- Selected excerpt -
>>>>>

'Diamond Planets' Crappy For Life (As We Know It)

There are few celestial objects that inspire such vivid imaginings than carbon-rich planets. Carbon, of course, is the key ingredient in diamonds. So if you follow the logic, carbon-rich alien worlds may evolve into exotic planets with spires of diamonds jutting out of the surface, or layers of diamond-rich gravel, glistening in the starlight.

However, theoretical models of these carbon-rich worlds conclude that ‘diamond planets’ probably aren’t life’s best friend.

In research presented at the American Astronomical Society Division of Planetary Sciences meeting in Denver, Colo., on Oct. 7, Torrence Johnson of NASA’s Jet Propulsion Laboratory in Pasadena, Calif., highlighted the challenges life (as we know it) would face in carbon-rich planetary systems.

“The building blocks that went into making our oceans are the icy asteroids and comets,” he said. “If we keep track of these building blocks, we find that planets around carbon-rich stars come up dry.”

<<<<<

- Directive 1 -
Return every line of the entries below that contains the string "area", treating uppercase and lowercase as different.

- Recorded information -
>>>>>

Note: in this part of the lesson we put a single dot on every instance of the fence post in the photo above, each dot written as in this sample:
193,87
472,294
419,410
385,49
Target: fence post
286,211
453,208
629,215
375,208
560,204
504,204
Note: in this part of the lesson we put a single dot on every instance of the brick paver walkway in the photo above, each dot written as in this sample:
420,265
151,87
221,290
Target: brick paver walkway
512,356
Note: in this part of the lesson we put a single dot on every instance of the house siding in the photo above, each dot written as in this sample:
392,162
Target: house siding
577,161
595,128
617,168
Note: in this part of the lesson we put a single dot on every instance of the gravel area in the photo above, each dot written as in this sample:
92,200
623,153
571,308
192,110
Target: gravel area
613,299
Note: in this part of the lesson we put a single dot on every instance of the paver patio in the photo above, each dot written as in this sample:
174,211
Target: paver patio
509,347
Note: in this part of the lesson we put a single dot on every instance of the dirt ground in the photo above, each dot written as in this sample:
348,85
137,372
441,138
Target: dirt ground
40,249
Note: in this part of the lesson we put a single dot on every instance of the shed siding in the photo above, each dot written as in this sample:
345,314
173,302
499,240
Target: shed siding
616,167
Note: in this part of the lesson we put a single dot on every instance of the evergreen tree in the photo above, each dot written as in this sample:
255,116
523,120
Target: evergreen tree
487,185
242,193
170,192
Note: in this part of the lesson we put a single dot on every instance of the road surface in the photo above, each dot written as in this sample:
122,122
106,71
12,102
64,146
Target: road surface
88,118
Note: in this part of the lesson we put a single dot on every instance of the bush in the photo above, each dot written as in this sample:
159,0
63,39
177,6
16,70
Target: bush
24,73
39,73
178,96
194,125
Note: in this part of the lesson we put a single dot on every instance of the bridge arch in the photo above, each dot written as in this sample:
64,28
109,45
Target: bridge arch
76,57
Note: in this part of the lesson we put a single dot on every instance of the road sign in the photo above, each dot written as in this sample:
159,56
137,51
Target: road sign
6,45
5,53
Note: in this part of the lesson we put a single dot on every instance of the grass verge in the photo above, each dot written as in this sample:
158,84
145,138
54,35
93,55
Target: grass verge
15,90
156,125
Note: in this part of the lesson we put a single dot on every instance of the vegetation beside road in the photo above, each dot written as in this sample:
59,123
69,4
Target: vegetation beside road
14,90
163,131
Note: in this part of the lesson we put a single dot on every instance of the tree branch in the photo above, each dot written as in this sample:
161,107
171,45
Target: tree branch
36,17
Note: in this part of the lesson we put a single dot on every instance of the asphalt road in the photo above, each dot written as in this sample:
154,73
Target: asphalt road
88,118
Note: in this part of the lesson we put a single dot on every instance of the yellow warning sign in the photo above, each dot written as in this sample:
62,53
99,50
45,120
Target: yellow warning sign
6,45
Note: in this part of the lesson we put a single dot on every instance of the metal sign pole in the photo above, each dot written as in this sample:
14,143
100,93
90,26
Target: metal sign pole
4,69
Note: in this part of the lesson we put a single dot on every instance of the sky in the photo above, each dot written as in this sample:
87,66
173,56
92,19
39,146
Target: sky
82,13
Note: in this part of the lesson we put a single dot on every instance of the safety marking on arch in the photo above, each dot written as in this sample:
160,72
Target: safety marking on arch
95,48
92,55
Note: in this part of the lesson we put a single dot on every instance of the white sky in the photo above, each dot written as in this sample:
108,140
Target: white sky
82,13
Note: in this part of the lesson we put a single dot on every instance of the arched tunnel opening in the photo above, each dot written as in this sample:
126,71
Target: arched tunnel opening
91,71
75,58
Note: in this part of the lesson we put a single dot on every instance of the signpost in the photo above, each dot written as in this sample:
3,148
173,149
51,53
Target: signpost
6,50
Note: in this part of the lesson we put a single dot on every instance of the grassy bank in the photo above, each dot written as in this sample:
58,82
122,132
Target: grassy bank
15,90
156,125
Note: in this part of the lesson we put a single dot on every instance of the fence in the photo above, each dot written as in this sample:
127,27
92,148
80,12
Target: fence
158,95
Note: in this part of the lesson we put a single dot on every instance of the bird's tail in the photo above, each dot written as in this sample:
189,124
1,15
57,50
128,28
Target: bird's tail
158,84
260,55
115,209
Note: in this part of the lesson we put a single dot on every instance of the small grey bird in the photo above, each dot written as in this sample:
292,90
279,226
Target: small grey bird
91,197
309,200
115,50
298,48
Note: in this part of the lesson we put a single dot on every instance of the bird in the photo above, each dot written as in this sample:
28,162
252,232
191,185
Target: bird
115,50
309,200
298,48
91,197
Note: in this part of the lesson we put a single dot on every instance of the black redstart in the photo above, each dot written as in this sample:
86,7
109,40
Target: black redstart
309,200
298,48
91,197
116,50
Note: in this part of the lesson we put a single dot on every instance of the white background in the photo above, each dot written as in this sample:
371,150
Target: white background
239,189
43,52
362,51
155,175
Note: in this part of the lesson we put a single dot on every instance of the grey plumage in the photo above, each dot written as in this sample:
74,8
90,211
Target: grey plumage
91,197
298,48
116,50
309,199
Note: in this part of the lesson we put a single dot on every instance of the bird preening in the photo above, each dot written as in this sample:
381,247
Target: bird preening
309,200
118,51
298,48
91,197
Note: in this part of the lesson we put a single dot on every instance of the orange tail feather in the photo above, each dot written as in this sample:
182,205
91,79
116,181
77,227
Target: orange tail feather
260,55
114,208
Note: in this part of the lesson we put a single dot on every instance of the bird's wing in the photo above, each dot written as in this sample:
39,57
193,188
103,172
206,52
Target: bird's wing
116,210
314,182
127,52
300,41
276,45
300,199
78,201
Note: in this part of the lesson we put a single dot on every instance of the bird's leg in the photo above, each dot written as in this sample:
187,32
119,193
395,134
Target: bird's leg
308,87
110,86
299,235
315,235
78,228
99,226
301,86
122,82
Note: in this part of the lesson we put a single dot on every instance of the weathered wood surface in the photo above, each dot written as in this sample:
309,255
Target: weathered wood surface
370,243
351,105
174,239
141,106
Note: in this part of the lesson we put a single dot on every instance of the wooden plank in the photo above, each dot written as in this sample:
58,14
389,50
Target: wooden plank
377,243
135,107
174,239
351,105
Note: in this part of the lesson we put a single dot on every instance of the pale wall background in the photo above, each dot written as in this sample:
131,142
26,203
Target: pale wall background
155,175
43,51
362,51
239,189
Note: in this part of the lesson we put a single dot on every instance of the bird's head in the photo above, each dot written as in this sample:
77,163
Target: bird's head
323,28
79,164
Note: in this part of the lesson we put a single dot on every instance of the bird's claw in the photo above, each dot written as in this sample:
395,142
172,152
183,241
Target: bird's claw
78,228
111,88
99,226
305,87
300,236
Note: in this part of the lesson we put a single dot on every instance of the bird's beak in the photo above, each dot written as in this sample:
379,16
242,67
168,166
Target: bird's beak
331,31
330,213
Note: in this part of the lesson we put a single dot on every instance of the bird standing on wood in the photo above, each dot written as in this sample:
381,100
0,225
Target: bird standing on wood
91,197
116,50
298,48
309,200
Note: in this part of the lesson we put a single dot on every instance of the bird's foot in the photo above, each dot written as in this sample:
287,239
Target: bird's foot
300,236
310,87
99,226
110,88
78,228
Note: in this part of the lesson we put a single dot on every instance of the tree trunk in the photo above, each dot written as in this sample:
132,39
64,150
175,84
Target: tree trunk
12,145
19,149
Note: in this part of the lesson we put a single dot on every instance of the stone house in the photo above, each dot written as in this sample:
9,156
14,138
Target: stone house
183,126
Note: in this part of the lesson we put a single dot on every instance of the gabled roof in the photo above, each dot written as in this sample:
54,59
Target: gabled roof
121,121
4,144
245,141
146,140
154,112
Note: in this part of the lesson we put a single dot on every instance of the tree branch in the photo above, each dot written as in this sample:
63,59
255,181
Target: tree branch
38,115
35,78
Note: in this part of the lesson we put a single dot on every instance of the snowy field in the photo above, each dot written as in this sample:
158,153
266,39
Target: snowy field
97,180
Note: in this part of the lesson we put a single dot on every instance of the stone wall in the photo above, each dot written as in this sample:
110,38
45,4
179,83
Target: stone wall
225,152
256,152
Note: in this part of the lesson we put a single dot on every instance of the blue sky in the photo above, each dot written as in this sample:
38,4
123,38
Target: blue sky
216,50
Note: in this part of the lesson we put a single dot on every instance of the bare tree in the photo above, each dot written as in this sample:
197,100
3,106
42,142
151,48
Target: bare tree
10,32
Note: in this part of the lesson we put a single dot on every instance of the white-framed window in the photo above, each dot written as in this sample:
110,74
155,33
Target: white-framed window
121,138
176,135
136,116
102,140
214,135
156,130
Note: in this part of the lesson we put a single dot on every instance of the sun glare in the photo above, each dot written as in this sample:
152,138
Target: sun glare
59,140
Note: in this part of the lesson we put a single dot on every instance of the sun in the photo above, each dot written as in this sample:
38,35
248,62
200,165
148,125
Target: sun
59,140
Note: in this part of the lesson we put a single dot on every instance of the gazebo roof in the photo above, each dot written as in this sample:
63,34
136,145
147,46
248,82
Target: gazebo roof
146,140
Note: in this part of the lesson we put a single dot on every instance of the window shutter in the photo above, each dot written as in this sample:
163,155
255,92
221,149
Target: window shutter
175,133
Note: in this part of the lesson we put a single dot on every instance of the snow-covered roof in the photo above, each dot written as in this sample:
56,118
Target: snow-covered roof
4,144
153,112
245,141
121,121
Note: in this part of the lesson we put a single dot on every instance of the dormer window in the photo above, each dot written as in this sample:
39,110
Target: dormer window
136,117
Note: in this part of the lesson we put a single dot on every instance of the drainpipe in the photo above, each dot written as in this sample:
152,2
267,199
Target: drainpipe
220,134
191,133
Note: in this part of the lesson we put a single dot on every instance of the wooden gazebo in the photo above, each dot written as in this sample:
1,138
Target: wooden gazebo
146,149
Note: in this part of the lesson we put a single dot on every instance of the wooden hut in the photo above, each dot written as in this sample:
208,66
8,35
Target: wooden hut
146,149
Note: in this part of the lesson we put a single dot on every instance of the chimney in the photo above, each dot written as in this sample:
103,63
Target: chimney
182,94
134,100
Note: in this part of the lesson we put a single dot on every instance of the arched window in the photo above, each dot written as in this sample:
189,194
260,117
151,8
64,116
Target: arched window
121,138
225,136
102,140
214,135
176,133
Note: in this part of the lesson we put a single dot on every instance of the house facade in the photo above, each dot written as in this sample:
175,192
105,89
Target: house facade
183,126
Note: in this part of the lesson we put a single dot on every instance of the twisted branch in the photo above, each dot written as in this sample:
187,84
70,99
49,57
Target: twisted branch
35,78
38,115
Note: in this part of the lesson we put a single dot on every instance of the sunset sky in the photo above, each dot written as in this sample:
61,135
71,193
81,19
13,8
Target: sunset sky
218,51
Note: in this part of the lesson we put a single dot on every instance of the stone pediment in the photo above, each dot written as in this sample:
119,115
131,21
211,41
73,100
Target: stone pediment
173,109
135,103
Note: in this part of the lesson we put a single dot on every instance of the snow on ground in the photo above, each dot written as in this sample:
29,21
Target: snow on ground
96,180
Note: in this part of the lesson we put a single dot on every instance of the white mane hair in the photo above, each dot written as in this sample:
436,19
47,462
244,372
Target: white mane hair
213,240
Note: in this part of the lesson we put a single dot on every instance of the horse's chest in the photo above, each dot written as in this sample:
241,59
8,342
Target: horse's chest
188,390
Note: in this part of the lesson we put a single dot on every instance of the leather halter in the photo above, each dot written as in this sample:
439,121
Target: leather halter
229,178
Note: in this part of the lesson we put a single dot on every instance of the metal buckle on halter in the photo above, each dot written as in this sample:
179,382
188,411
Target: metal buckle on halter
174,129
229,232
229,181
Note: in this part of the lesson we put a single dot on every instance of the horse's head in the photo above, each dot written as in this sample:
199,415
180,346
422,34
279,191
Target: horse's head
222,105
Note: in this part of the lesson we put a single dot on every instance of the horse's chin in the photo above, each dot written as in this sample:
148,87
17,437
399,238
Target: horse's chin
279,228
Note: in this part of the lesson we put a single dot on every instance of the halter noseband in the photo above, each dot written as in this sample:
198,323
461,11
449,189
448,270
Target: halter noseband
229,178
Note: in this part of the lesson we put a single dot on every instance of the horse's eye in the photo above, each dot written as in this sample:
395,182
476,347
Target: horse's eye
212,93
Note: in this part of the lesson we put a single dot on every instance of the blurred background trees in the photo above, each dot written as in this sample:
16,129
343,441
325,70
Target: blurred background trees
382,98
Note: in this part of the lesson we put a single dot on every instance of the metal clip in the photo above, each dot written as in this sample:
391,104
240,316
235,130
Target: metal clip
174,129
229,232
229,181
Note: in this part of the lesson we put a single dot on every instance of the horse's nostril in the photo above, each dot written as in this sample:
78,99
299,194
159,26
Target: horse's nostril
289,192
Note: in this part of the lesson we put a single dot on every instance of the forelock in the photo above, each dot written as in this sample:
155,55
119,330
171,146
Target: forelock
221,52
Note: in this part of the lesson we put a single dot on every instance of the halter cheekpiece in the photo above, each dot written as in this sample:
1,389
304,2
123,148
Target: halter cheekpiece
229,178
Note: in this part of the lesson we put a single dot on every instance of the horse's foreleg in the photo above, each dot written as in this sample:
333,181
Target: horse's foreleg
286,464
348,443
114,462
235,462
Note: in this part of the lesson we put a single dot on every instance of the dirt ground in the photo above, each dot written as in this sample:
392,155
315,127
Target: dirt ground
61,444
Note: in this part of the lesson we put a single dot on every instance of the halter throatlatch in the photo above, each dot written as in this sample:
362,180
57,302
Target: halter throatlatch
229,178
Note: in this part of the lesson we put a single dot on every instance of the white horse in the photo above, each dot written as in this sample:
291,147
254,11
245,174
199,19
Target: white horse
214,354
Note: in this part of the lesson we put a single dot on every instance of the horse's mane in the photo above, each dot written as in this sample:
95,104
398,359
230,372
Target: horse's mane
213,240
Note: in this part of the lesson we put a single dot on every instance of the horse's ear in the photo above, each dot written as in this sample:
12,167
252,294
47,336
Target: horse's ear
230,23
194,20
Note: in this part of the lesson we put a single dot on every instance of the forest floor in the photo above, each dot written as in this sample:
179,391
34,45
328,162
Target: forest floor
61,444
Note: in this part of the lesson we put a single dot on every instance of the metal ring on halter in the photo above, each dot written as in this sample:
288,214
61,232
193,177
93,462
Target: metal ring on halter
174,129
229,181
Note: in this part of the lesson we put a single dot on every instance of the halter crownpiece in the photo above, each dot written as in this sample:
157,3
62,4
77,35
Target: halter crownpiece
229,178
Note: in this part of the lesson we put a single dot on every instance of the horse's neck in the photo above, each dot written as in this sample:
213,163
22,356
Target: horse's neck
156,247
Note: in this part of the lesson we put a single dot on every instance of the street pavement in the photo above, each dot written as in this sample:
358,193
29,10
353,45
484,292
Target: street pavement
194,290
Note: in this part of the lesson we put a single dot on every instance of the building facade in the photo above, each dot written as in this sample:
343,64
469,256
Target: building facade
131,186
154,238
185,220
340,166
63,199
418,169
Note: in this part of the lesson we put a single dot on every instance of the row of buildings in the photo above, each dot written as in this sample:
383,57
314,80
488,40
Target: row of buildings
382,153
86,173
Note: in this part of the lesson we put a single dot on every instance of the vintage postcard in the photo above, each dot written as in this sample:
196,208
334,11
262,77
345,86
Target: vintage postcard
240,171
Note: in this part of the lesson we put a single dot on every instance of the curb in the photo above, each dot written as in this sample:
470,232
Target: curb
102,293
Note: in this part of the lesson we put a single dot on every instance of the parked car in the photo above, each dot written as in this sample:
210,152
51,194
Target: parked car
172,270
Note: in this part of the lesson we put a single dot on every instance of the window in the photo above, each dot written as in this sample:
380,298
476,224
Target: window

<<<<<

- Directive 2 -
Finish out the next part of the article above on carbon-rich "diamond planets," picking up right after its final sentence.

- Output 1 -
Note: in this part of the lesson we put a single dot on every instance of the gravel area in the photo above, each dot written as in this sample:
Target: gravel area

- Output 2 -
The problem, according to Johnson and his colleagues, is that the extra carbon found in carbon-rich proto-planetary systems would lock onto oxygen, preventing the oxygen from chemically bonding with hydrogen. Of course, the key substance for life on Earth is water, a.k.a. H2O — two hydrogen atoms combined with one oxygen atom. It seems that, in this scenario, life would be snuffed-out before it could even begin.

“It’s ironic that if carbon, the main element of life, becomes too abundant, it will steal away the oxygen that would have made water, the solvent essential to life as we know it,” said research collaborator Jonathan Lunine of Cornell University, Ithaca, New York.

We take water for granted on our planet and throughout the solar system, but “all rocky planets aren’t created equal,” said Lunine.

Our sun was formed by the gravitational collapse of a rich cloud of gas and dust that originated from older generations of stars that exploded as supernova or fizzled out of existence billions of years ago. It just so happens that the carbon-to-oxygen ratio from this stellar gas soup was just right for our sun to form silicate-rich rocky worlds like Earth (as opposed to carbon-rich worlds) with the perfect amount of water ice accumulating beyond the “snow line” of the solar system. The snow line is the distance at which a given substance will freeze, coalesce and accumulate. Asteroids and comets collected their abundance of water in this region — thought to be the source of the liquid water oceans on Earth.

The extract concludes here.